▶ [TASK GOAL] Please quote the data word for word, beginning at the line that contains "If you could mark the white plate" and continuing through the final line of the data. Leave the pictures out of your answer.

------ RECORD EXCERPTS ------

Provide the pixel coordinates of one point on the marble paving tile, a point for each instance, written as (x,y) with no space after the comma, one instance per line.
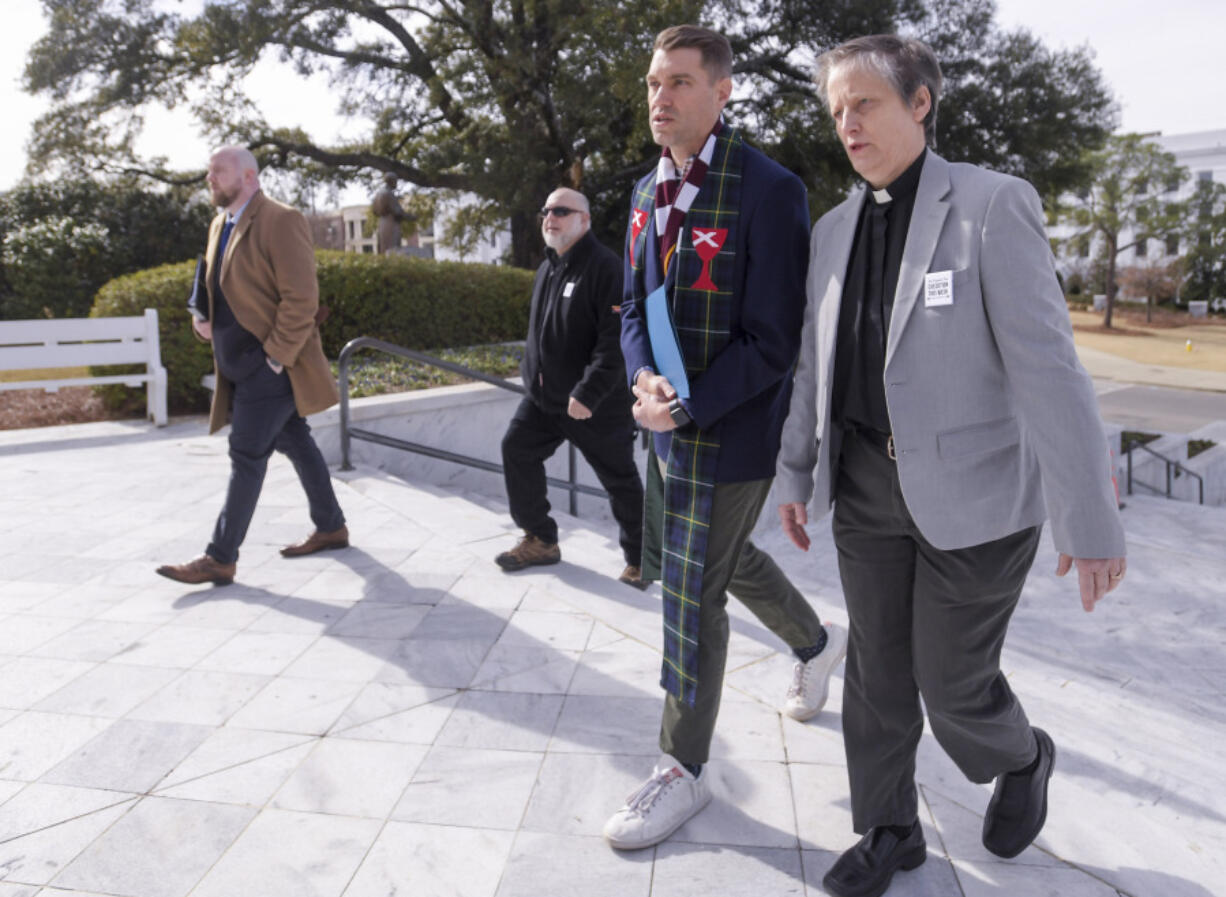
(27,680)
(537,669)
(466,787)
(378,620)
(391,712)
(343,659)
(823,809)
(205,697)
(129,756)
(448,621)
(597,724)
(308,706)
(994,879)
(298,615)
(449,663)
(419,859)
(108,690)
(818,740)
(93,640)
(33,743)
(351,778)
(688,869)
(255,653)
(23,632)
(7,890)
(291,854)
(47,826)
(562,865)
(238,753)
(576,793)
(508,721)
(172,646)
(161,848)
(537,629)
(748,730)
(936,878)
(623,668)
(750,806)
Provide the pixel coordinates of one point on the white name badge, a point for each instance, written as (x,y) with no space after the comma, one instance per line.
(938,288)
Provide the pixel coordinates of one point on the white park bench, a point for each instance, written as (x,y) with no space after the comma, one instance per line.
(79,342)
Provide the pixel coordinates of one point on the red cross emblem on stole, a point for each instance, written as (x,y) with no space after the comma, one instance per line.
(638,218)
(708,243)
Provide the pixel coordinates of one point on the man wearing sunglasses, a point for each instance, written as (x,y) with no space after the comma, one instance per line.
(575,379)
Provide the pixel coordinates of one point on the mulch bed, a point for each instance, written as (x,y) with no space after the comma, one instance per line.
(71,404)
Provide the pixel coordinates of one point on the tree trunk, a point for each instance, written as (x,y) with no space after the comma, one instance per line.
(1111,284)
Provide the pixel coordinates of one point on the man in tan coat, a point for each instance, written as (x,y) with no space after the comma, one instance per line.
(267,359)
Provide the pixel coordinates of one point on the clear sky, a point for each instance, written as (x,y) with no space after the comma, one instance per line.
(1165,61)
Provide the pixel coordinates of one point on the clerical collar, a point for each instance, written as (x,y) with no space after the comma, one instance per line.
(901,186)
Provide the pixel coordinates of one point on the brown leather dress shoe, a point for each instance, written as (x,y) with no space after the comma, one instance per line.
(633,576)
(202,569)
(530,552)
(318,542)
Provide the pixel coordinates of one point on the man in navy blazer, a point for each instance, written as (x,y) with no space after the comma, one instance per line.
(737,223)
(939,404)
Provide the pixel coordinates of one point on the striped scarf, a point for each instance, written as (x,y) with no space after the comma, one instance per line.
(674,195)
(700,306)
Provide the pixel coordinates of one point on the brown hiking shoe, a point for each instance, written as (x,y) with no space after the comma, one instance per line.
(318,542)
(633,576)
(531,552)
(202,569)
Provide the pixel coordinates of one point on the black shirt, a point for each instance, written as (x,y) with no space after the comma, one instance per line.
(858,398)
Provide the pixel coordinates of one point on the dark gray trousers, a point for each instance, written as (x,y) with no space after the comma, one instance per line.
(733,564)
(927,623)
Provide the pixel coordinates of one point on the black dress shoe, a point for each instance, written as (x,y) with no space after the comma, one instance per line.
(866,869)
(1018,809)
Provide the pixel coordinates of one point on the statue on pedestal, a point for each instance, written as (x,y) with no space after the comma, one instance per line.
(388,207)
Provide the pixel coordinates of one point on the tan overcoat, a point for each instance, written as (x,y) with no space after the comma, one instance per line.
(269,280)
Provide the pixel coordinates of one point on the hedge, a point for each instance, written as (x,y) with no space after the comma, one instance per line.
(417,303)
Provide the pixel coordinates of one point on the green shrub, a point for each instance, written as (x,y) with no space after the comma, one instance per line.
(417,303)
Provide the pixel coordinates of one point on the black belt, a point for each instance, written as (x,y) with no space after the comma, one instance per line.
(882,440)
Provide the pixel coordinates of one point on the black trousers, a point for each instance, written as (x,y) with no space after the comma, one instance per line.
(607,442)
(927,623)
(264,418)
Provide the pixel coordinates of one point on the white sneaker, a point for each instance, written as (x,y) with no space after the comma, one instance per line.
(658,808)
(810,681)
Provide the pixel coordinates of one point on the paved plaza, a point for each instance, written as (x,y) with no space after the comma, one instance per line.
(402,718)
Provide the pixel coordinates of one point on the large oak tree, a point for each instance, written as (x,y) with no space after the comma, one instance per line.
(504,99)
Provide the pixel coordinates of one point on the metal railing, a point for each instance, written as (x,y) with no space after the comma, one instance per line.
(350,433)
(1173,469)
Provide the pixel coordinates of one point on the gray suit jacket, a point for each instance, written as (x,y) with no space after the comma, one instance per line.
(994,420)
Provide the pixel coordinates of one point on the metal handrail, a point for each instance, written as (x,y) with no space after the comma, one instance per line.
(1172,466)
(347,433)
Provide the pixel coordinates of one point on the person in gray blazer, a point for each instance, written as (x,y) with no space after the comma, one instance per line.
(940,408)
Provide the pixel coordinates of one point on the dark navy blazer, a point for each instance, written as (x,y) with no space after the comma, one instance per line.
(744,392)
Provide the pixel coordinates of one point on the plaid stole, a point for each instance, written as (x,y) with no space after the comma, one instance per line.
(701,308)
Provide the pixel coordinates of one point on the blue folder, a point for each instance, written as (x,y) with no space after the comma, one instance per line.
(663,342)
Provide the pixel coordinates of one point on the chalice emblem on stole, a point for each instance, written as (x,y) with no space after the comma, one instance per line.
(708,243)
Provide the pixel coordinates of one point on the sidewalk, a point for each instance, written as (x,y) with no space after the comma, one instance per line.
(402,718)
(1108,367)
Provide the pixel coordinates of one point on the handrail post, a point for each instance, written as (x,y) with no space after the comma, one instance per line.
(1132,444)
(571,479)
(343,376)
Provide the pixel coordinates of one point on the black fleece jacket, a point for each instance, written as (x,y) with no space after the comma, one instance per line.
(574,332)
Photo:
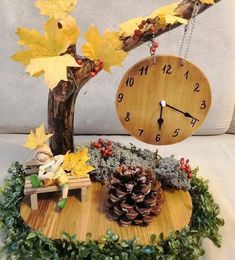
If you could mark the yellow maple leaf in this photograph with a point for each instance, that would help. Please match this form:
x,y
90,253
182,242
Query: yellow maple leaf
x,y
76,163
43,53
56,8
52,43
209,2
106,47
69,29
37,139
55,68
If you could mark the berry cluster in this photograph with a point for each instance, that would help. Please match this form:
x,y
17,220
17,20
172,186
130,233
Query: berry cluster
x,y
105,147
98,67
144,26
184,166
79,60
153,47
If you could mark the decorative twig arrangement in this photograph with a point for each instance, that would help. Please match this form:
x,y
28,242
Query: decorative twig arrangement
x,y
54,54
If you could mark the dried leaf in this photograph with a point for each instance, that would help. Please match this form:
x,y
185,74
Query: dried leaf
x,y
56,8
106,47
76,163
55,68
38,138
52,43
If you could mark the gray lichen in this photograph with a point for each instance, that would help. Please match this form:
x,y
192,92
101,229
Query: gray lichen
x,y
167,169
170,175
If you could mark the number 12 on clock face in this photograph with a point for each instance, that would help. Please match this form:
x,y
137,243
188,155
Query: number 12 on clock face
x,y
163,103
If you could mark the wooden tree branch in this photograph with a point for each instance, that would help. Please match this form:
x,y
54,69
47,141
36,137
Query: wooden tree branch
x,y
61,101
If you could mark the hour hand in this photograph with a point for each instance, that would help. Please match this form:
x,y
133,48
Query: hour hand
x,y
161,120
186,114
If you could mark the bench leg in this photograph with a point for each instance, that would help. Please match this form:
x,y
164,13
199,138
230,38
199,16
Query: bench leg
x,y
34,201
83,193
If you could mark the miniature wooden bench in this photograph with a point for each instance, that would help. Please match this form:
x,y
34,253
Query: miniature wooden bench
x,y
74,183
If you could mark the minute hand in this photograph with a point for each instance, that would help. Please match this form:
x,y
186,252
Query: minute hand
x,y
186,114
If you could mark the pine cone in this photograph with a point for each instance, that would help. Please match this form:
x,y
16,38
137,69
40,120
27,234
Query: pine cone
x,y
134,196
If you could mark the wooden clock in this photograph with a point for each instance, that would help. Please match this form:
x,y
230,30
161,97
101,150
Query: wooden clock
x,y
165,102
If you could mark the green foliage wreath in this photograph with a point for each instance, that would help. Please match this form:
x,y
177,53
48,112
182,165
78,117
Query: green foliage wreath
x,y
21,243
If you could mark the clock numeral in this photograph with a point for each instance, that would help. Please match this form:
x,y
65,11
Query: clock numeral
x,y
127,118
141,131
120,97
130,82
186,74
203,104
144,70
167,69
197,87
176,133
194,121
158,138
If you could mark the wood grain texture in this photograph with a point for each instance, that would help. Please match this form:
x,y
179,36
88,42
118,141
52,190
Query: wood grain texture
x,y
144,85
82,217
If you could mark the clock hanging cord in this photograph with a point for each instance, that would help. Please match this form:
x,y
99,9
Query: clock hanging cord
x,y
192,23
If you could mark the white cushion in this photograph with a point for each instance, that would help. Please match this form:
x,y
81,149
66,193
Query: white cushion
x,y
231,129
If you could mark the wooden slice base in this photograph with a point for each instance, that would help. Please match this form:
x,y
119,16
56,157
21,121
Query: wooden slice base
x,y
82,217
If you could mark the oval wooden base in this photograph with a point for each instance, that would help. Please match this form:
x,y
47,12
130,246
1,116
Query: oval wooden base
x,y
82,217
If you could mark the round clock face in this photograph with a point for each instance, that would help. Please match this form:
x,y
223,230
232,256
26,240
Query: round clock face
x,y
163,103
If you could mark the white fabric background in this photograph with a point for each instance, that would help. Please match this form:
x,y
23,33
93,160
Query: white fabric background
x,y
23,100
231,129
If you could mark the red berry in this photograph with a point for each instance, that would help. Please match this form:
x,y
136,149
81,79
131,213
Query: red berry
x,y
190,175
96,68
155,44
152,49
101,62
143,22
92,74
79,61
152,29
138,32
149,20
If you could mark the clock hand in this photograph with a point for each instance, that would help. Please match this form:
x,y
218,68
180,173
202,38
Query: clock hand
x,y
186,114
161,120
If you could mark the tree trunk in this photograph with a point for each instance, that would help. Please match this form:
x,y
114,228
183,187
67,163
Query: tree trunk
x,y
61,105
61,101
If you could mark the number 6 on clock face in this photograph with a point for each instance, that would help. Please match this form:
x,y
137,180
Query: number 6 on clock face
x,y
163,103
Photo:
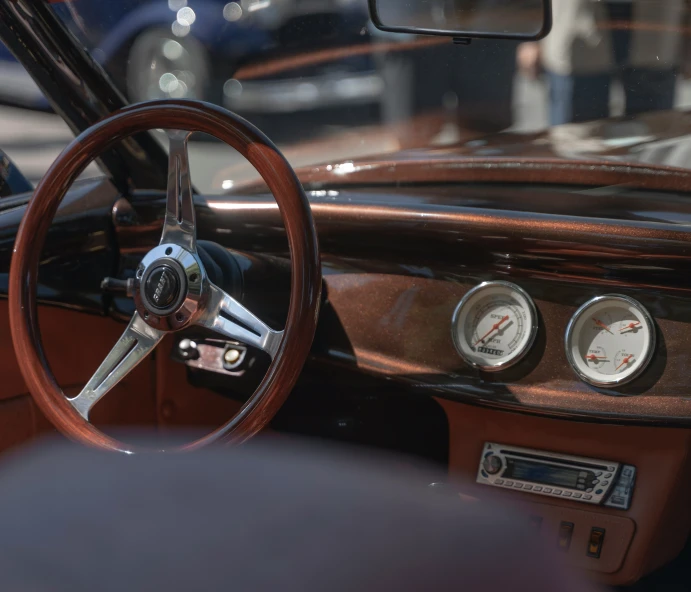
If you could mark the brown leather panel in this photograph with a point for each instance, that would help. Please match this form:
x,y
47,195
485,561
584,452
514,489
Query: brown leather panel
x,y
16,422
400,326
305,286
75,345
660,502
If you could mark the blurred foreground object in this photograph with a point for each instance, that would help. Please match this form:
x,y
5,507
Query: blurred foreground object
x,y
255,518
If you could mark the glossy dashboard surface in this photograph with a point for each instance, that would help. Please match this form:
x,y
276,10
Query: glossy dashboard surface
x,y
397,262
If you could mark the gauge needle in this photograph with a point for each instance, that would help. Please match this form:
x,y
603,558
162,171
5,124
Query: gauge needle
x,y
626,360
492,330
599,323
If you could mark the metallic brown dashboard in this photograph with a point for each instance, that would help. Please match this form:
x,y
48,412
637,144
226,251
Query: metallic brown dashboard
x,y
398,261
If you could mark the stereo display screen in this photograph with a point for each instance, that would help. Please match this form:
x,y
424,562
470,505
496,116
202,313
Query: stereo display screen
x,y
525,470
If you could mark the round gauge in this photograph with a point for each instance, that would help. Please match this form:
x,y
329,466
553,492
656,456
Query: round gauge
x,y
494,325
610,340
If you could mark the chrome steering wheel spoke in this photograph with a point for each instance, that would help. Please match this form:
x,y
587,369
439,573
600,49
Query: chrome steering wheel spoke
x,y
227,316
134,345
179,225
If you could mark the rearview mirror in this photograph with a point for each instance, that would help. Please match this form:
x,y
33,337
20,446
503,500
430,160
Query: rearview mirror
x,y
507,19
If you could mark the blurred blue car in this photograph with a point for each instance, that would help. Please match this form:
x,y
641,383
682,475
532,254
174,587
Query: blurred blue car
x,y
192,49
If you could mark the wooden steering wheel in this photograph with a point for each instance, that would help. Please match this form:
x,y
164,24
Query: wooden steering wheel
x,y
172,290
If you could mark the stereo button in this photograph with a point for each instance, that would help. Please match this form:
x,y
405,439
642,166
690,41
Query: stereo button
x,y
492,464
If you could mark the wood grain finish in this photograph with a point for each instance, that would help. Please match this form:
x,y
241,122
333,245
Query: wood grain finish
x,y
659,508
295,211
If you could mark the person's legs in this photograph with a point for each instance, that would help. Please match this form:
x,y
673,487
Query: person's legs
x,y
648,90
578,98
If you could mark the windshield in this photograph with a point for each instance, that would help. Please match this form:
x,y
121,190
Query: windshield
x,y
609,81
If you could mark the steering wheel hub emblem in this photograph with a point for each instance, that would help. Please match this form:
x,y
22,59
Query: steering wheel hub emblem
x,y
162,287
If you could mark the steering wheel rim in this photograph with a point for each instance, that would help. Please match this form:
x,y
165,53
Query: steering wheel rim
x,y
290,349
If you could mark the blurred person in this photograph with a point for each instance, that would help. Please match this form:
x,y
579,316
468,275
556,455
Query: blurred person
x,y
593,43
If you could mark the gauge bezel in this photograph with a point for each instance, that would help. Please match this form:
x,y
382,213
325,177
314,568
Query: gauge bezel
x,y
647,317
532,326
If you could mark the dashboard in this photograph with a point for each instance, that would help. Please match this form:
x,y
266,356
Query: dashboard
x,y
509,306
595,283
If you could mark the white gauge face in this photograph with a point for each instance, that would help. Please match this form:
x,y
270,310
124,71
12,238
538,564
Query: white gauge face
x,y
610,340
494,325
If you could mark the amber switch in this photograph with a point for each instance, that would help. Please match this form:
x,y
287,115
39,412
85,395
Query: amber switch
x,y
565,534
597,536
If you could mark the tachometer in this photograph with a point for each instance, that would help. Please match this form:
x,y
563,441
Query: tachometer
x,y
494,325
610,340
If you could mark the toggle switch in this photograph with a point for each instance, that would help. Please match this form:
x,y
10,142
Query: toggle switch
x,y
565,534
597,536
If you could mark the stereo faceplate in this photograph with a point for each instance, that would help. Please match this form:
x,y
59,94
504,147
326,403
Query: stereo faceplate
x,y
576,478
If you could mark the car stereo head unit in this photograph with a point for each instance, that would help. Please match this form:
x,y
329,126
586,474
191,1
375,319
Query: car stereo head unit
x,y
577,478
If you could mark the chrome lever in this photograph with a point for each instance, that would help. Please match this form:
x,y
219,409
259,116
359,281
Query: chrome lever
x,y
116,286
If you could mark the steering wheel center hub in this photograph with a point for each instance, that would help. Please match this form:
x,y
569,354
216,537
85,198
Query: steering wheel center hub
x,y
162,287
169,286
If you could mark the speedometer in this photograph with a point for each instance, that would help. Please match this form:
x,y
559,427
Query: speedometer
x,y
494,325
610,340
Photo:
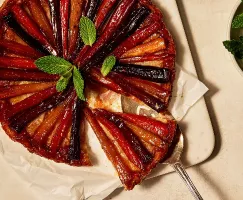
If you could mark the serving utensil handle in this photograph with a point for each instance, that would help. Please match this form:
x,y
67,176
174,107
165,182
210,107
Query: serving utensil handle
x,y
185,177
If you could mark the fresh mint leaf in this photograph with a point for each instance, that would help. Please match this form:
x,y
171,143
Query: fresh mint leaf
x,y
53,65
62,84
238,21
235,47
108,65
87,31
78,82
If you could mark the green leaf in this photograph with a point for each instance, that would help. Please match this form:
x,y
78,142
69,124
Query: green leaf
x,y
235,47
108,65
62,84
78,82
238,21
53,65
87,31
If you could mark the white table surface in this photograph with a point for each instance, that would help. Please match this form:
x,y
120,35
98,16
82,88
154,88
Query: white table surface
x,y
221,176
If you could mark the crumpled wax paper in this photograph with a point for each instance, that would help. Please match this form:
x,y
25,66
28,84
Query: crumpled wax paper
x,y
62,182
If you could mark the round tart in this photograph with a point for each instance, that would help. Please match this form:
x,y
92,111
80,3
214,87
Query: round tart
x,y
51,123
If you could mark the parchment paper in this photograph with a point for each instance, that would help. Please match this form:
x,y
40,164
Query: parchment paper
x,y
63,182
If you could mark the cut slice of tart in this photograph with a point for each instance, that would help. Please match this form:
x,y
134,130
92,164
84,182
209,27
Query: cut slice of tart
x,y
134,144
51,123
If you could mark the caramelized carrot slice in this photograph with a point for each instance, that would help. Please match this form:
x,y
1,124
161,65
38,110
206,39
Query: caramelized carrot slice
x,y
113,155
19,63
147,48
62,130
165,130
76,8
135,39
47,125
39,16
18,90
19,49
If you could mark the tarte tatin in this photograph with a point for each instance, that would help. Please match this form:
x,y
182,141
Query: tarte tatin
x,y
51,123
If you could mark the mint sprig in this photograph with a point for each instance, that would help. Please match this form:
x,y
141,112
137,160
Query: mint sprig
x,y
238,21
108,65
78,82
87,31
235,47
59,66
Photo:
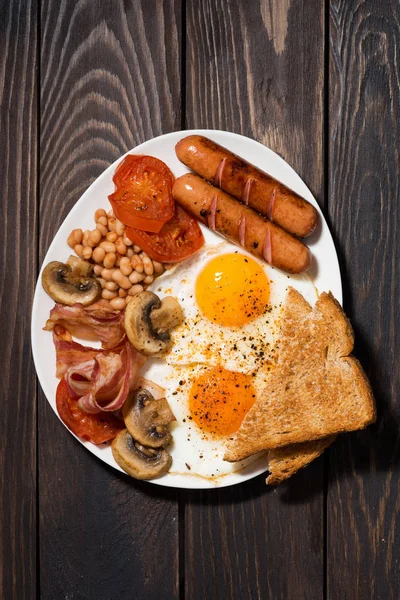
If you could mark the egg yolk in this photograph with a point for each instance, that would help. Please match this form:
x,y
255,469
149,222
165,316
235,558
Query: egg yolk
x,y
219,400
232,290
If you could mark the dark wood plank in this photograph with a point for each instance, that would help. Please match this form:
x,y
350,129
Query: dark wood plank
x,y
18,151
363,552
252,70
110,79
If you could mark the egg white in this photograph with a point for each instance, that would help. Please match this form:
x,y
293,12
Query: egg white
x,y
198,343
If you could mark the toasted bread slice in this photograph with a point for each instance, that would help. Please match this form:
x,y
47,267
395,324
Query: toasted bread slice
x,y
286,461
315,391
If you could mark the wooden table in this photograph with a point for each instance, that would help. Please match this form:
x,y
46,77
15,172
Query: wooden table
x,y
83,81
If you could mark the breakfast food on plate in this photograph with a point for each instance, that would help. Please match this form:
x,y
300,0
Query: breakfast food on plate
x,y
241,224
178,239
248,184
241,362
149,321
99,321
71,282
286,461
143,198
316,389
222,352
140,448
121,268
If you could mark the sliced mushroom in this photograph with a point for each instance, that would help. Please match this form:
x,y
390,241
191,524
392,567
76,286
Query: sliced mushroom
x,y
149,320
71,282
138,460
146,418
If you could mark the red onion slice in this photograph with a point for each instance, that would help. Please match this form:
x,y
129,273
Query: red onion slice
x,y
211,214
218,176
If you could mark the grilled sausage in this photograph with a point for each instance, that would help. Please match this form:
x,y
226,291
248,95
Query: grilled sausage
x,y
241,224
248,184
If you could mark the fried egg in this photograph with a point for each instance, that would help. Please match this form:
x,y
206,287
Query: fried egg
x,y
222,352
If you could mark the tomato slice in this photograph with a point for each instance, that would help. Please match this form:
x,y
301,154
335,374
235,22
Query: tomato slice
x,y
96,428
179,238
143,196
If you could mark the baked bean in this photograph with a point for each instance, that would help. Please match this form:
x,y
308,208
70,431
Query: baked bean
x,y
120,246
100,212
102,228
85,238
109,260
122,281
102,220
137,263
94,237
136,277
127,241
119,227
107,274
135,289
108,246
98,254
147,264
158,267
125,266
75,237
78,249
108,294
87,253
111,236
118,303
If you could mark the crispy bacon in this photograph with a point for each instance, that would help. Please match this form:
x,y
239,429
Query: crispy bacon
x,y
95,322
101,379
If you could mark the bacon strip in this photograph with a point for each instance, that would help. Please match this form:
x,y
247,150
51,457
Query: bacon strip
x,y
211,214
218,175
246,191
267,248
101,379
242,230
95,322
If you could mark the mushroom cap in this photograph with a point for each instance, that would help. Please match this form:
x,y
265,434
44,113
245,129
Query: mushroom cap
x,y
146,418
137,460
149,320
71,282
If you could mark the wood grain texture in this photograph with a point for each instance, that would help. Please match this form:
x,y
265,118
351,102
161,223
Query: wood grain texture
x,y
18,151
251,70
363,546
110,79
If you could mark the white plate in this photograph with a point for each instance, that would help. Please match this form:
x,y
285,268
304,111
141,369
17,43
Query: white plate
x,y
324,272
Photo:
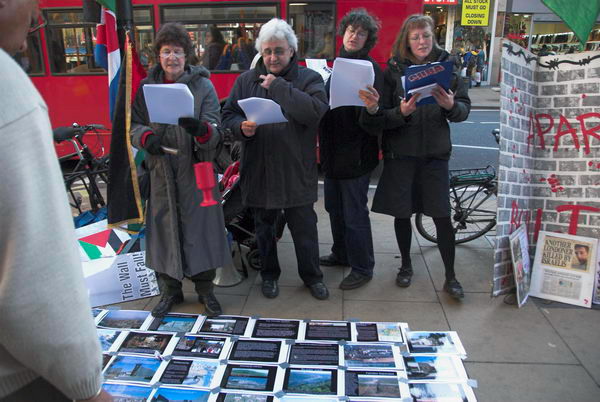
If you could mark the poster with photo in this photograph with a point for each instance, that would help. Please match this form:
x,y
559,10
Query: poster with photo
x,y
371,355
519,247
127,392
274,328
435,342
206,347
132,368
146,342
249,377
314,354
254,350
108,339
441,392
564,269
379,331
174,322
328,331
189,372
314,381
241,397
373,384
429,368
125,319
168,394
225,325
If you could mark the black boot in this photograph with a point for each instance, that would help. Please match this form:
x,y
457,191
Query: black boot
x,y
166,303
211,304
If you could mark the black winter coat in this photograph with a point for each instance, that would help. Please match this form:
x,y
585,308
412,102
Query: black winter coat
x,y
347,148
424,133
278,166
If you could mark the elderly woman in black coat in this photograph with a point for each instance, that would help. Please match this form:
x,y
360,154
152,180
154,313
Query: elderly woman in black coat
x,y
416,147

------

▶ [RESPONSE BELOW]
If you could mark the white plate in this photograph with a point for each instance, that would help. Please match this form:
x,y
285,268
304,111
141,369
17,43
Query: white plate
x,y
324,272
Photo:
If you could mark the poster with photo in this photograph with a point for each instance, that would help. Please match this form:
x,y
559,10
Query: poster with photo
x,y
371,355
519,247
127,392
274,328
435,342
206,347
132,368
146,342
249,377
314,354
254,350
108,339
441,392
564,269
379,331
174,322
328,331
189,372
314,381
241,397
373,384
429,368
125,319
168,394
225,325
If you could mark the black boot in this photograph with a point for each instance, that would help. Please match this form:
x,y
457,191
Query: black boot
x,y
166,303
211,304
If you could mark the black winter coat in this photograph with a point for each instance, that would help. Please match this form:
x,y
585,308
412,102
Query: black winter coat
x,y
347,148
424,133
278,166
If you could mark the elderly woman in black coat in this photograph with a point for each instance, that would help. Please match this form:
x,y
360,154
152,180
154,313
Query: elderly woman in black coat
x,y
416,147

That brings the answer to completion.